§ **READING TEXT**
— Begin —
Underlying Closing Price Methodology
    In the money amounts for any option, including FROs, are a function 
of the underlying security price. For traditional equity and ETF 
options, OCC as the issuer of the options uses the ``composite closing 
price'' (i.e., the last reported sale price during regular trading 
hours) for the underlying security on the trading day immediately 
preceding the expiration date as reported by industry price 
vendors.\18\ As noted above, the Exchange similarly believes, that for 
purposes of calculating the VWAP settlement price for FROs based on 
individual stocks and ETFs, ``composite prices'' should be used. As a 
result, the Exchange would use composite prices of the underlying 
securities to calculate the VWAP settlement price for FROs. In contrast 
to traditional options, the Exchange, not OCC, would determine the 
underlying security prices and calculate the VWAP settlement price.
---------------------------------------------------------------------------

    \18\ Id.
---------------------------------------------------------------------------

    In a case where the underlying security does not trade during 
regular trading hours on the last trading day prior to expiration or a 
last sale price is not obtainable either due to a trading halt or 
unreliable pricing, OCC has the discretionary authority to set a 
closing price on such basis as it believes appropriate under the 
circumstances.\19\

[[Page 31640]]

OCC currently performs this function for standardized options traded by 
all options exchanges. The Exchange believes that in most cases OCC 
will use the last sale price reported during regular trading hours on 
the most recent trading day for which a last sale price is available.
---------------------------------------------------------------------------

    \19\ OCC Rule 805(j) defines the term ``closing price'' to mean 
the last reported sale price for the underlying security on the 
trading day immediately preceding the expiration date on such 
national securities exchange or other domestic securities market as 
the Corporation shall determine. Notwithstanding the foregoing, if 
an underlying security was not traded on such market on the trading 
day immediately preceding the expiration date or if the underlying 
security was traded on such trading day but the Corporation is 
unable to obtain a last sale price, the Corporation may, in its 
discretion: (i) Fix a closing price on such basis as it deems 
appropriate in the circumstances (including, without limitation, 
using the last sale price during regular trading hours on the most 
recent trading day for which a last sale price is available); or 
(ii) suspend the application of the ex-by-ex procedure to option 
contracts for which that security is an underlying security.
---------------------------------------------------------------------------

Listing Requirements
    The Exchange proposes that, in addition to meeting the criteria set 
forth in Amex Rule 915 (Initial Listing), an FRO may be initially 
listed only on an individual stock issued by a company that has: (i) A 
market capitalization of at least $40 billion; (ii) minimum trading 
volume over the last 12 months of at least one billion shares; (iii)
— End —
§ **EXERCISE INSTRUCTIONS**
A. Repeat the stretch of the closing price excerpt from "OCC currently performs" through "price is available.".
B. According to the closing price excerpt, what is the minimum market capitalization of a company whose individual stock may initially be listed for an FRO?
The data after this excerpt is separate material.

§ **DATA SEGMENT**
— Begin —
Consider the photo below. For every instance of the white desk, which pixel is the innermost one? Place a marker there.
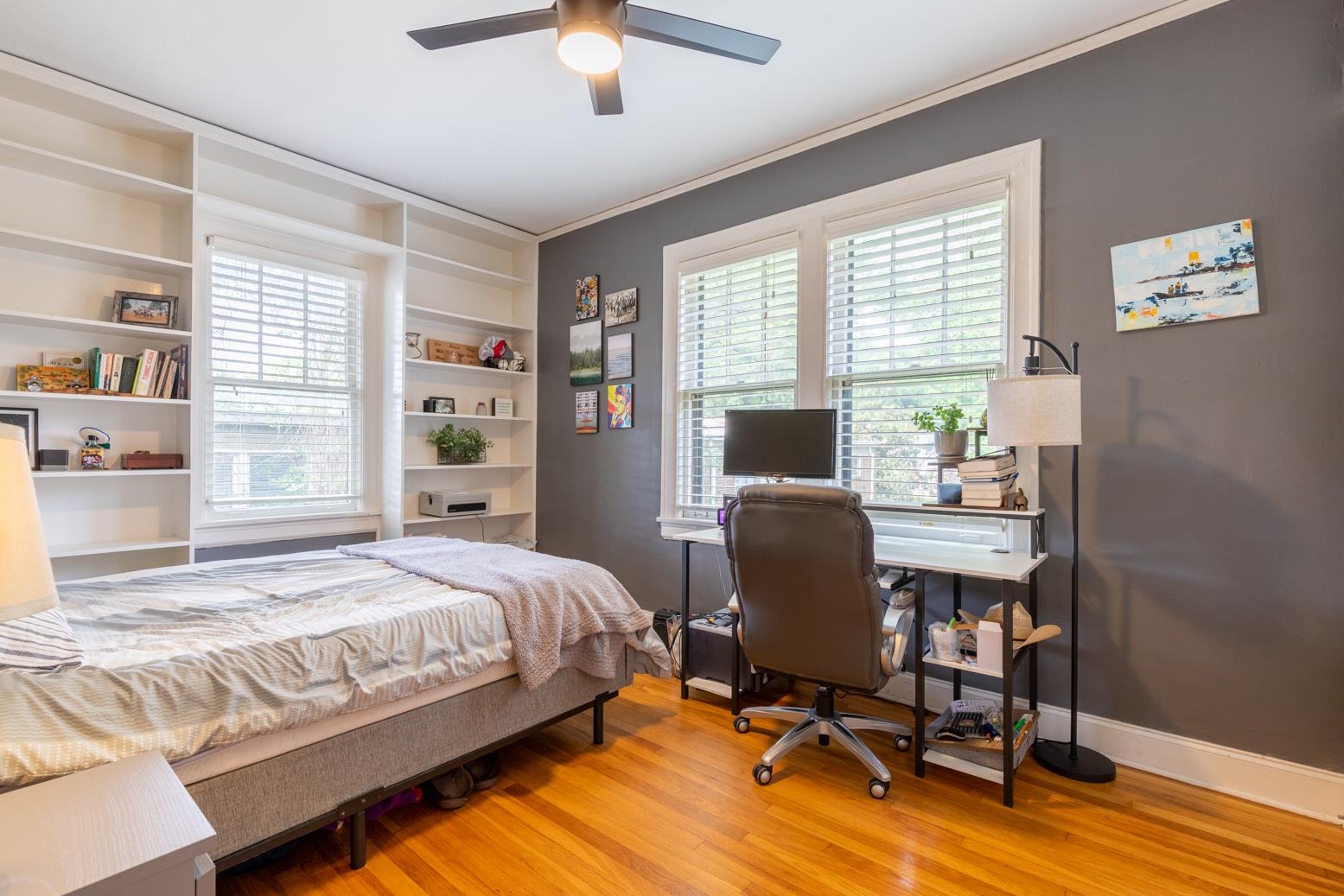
— End —
§ **RESPONSES BY TASK**
A.
OCC currently performs this function for standardized options traded by 
all options exchanges. The Exchange believes that in most cases OCC 
will use the last sale price reported during regular trading hours on 
the most recent trading day for which a last sale price is available.

B. At least $40 billion.